Okuma Metni
----

'İslamofaşist' Yaygarası Nereden Çıktı?
[20 Mart 2006 tarihli Referans gazetesinde yayınlandı]
Geçen hafta Washington Times gazetesinde yayımlanan "Türkiye'de İslamofaşist bir darbe mi geliyor?" temalı yazı, haliyle, Türkiye'de ses getirdi. Referans gazetesi de bu yazıyı tercüme ederek sütunlarına taşıdı. Frank J. Gaffney imzalı yazıda, AKP iktidarının Türkiye'yi bir "İslami darbe"ye doğru götürdüğü, Orgeneral Büyükanıt hakkındaki iddianamenin bunun bir parçası olduğu gibi mesnedsiz iddialara dayalı uçuk bir tez savunuluyordu.
Bu teşhisin Türkiye'nin ve AKP'nin gerçeğini yansıtmadığını izaha bile gerek görmüyorum. Ama başka bir şeyleri izah etmekte yarar var.
İlk baştan şunu belirteyim: Aslında bu pek de önemli bir yazı değil. Washington Times, Washington Post veya New York Times kadar etkili bir gazete değildir. Frank Gaffney de öyle kayda değer bir yorumcu sayılmaz. Bu makalenin Washington'daki genel havayı yansıttığını düşünmek büyük bir yanılgı olur.

----

Verilen Bilgiler

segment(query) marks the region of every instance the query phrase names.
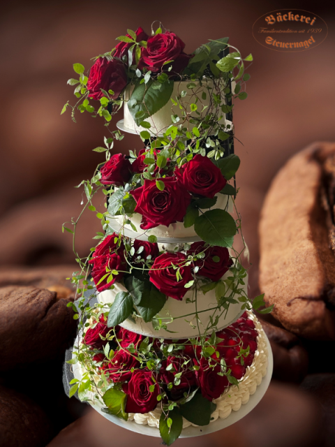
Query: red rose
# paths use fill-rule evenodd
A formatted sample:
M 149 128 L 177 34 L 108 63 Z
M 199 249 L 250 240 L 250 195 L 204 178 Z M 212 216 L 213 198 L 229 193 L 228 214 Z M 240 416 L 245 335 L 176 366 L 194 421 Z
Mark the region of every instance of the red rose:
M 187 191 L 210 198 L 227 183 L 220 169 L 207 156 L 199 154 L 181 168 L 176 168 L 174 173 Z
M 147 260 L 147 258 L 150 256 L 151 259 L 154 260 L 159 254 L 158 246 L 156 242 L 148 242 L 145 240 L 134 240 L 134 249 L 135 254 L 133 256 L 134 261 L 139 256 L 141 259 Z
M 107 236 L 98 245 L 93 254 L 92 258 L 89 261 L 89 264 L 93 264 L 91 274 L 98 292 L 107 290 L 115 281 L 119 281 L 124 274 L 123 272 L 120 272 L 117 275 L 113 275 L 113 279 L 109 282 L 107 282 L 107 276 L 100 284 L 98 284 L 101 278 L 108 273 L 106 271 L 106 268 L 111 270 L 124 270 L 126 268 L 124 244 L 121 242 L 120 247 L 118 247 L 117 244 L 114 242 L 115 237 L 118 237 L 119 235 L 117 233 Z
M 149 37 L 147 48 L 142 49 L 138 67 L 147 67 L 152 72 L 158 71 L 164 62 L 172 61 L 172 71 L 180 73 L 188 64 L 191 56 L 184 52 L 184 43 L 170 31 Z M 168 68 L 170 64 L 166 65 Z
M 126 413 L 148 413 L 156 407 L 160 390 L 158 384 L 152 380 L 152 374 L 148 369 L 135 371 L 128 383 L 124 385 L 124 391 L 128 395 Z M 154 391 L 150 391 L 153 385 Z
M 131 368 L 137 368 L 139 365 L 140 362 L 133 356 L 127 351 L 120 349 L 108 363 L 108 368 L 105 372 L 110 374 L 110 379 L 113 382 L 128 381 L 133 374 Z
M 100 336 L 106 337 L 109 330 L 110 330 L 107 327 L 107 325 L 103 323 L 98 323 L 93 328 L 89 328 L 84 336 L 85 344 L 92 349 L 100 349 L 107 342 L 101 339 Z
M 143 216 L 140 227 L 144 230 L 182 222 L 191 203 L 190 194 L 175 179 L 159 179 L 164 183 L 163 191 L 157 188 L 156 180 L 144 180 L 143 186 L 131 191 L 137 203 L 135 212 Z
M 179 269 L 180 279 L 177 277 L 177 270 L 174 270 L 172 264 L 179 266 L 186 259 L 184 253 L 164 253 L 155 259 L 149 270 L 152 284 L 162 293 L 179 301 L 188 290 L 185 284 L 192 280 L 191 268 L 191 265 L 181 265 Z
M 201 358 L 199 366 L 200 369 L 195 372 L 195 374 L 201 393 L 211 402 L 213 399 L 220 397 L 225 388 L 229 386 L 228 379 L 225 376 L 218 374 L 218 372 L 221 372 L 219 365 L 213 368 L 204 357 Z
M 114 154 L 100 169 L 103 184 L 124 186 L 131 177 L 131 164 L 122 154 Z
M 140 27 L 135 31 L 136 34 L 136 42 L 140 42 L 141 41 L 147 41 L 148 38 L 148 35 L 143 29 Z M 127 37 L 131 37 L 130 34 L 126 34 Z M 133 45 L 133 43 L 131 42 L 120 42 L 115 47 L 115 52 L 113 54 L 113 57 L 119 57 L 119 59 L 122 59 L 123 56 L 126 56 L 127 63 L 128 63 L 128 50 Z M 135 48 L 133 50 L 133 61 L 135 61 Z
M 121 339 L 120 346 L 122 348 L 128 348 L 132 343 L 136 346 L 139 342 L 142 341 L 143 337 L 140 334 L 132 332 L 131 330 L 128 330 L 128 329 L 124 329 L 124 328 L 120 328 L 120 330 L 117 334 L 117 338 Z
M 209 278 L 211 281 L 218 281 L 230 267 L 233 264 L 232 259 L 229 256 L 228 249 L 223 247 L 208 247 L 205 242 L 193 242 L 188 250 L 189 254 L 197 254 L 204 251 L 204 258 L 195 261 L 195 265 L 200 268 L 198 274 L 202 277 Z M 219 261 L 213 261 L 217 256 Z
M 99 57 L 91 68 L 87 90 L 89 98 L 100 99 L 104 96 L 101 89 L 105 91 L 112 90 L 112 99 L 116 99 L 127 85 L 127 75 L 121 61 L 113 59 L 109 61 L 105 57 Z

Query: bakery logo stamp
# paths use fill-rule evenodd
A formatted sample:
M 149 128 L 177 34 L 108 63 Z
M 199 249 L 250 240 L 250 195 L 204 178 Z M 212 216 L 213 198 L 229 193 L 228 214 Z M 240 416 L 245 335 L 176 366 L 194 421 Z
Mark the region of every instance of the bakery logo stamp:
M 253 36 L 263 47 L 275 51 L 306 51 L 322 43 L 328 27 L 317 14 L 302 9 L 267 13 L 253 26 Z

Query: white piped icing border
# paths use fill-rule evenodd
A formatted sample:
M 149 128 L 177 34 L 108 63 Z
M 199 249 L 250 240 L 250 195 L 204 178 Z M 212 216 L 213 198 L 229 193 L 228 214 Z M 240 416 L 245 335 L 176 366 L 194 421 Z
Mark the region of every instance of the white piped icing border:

----

Yazılı Talep
Lütfen "İslamofaşist" yaygarasını konu alan metni baştan sona hiçbir değişiklik yapmadan tekrarlayın. Öğelerin bu işle hiçbir ilgisi yok.

Bu Görevin Çıktısı
'İslamofaşist' Yaygarası Nereden Çıktı?
[20 Mart 2006 tarihli Referans gazetesinde yayınlandı]
Geçen hafta Washington Times gazetesinde yayımlanan "Türkiye'de İslamofaşist bir darbe mi geliyor?" temalı yazı, haliyle, Türkiye'de ses getirdi. Referans gazetesi de bu yazıyı tercüme ederek sütunlarına taşıdı. Frank J. Gaffney imzalı yazıda, AKP iktidarının Türkiye'yi bir "İslami darbe"ye doğru götürdüğü, Orgeneral Büyükanıt hakkındaki iddianamenin bunun bir parçası olduğu gibi mesnedsiz iddialara dayalı uçuk bir tez savunuluyordu.
Bu teşhisin Türkiye'nin ve AKP'nin gerçeğini yansıtmadığını izaha bile gerek görmüyorum. Ama başka bir şeyleri izah etmekte yarar var.
İlk baştan şunu belirteyim: Aslında bu pek de önemli bir yazı değil. Washington Times, Washington Post veya New York Times kadar etkili bir gazete değildir. Frank Gaffney de öyle kayda değer bir yorumcu sayılmaz. Bu makalenin Washington'daki genel havayı yansıttığını düşünmek büyük bir yanılgı olur.